* EXTRACT PROVIDED *
-- -- --
Montana Supreme Court Denies Mental Evaluation in Hit-and-Run Case

September 18, 2012

The Montana Supreme Court has vacated a lower court order requiring a psychological exam for a woman seeking insurance benefits for a back injury and other injuries she suffered after being struck by a hit-and-run driver in Chicago in 2003.

Former Montana resident Caryn Lewis filed a claim with State Farm seeking payment under her uninsured motorist coverage for medical costs, physical and emotional pain and anxiety associated with the injuries she suffered.

A physician who evaluated Lewis in January 2010 suggested her chronic pain may be more of a psychological issue than a physical issue, but said he would defer that to a psychiatric evaluation. State Farm sought such an exam and a District Court judge in Great Falls granted the motion, saying the cause of Lewis’ chronic pain remained at issue.

Lewis’ attorney, Michael Barer of Great Falls, filed a petition for supervisory control with the Supreme Court, asking justices to vacate the lower court’s order.
-- -- --
(Point localization data)

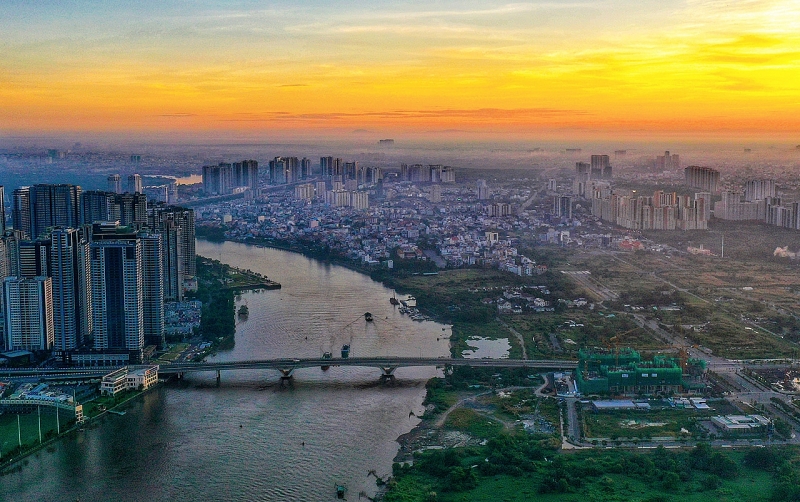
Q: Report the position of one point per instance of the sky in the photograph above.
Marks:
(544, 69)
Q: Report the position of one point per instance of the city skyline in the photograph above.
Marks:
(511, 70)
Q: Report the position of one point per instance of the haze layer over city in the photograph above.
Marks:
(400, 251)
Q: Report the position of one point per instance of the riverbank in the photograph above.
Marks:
-- -- --
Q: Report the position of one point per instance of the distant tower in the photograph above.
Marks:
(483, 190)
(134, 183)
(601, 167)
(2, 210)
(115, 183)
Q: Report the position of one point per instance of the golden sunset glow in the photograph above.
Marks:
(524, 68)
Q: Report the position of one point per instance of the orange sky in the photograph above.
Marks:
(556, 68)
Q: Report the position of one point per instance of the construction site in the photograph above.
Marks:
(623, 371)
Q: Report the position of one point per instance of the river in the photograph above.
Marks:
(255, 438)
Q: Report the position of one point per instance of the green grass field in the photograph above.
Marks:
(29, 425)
-- -- --
* REQUIRED TASKS *
[1] Could you condense the paragraph of the article beginning "A physician who evaluated Lewis" into a shorter version that keeps its main facts?
[2] Would you reproduce the article from "Former Montana resident" up to and including "remained at issue."?
The data above plays no part in this work.

* SOLUTION LIST *
[1] A physician who examined Lewis in January 2010 suggested her chronic pain might be more psychological than physical but deferred that question to a psychiatric evaluation. State Farm sought that exam, and a District Court judge in Great Falls granted the motion, saying the cause of her chronic pain remained at issue.

[2]
Former Montana resident Caryn Lewis filed a claim with State Farm seeking payment under her uninsured motorist coverage for medical costs, physical and emotional pain and anxiety associated with the injuries she suffered.

A physician who evaluated Lewis in January 2010 suggested her chronic pain may be more of a psychological issue than a physical issue, but said he would defer that to a psychiatric evaluation. State Farm sought such an exam and a District Court judge in Great Falls granted the motion, saying the cause of Lewis’ chronic pain remained at issue.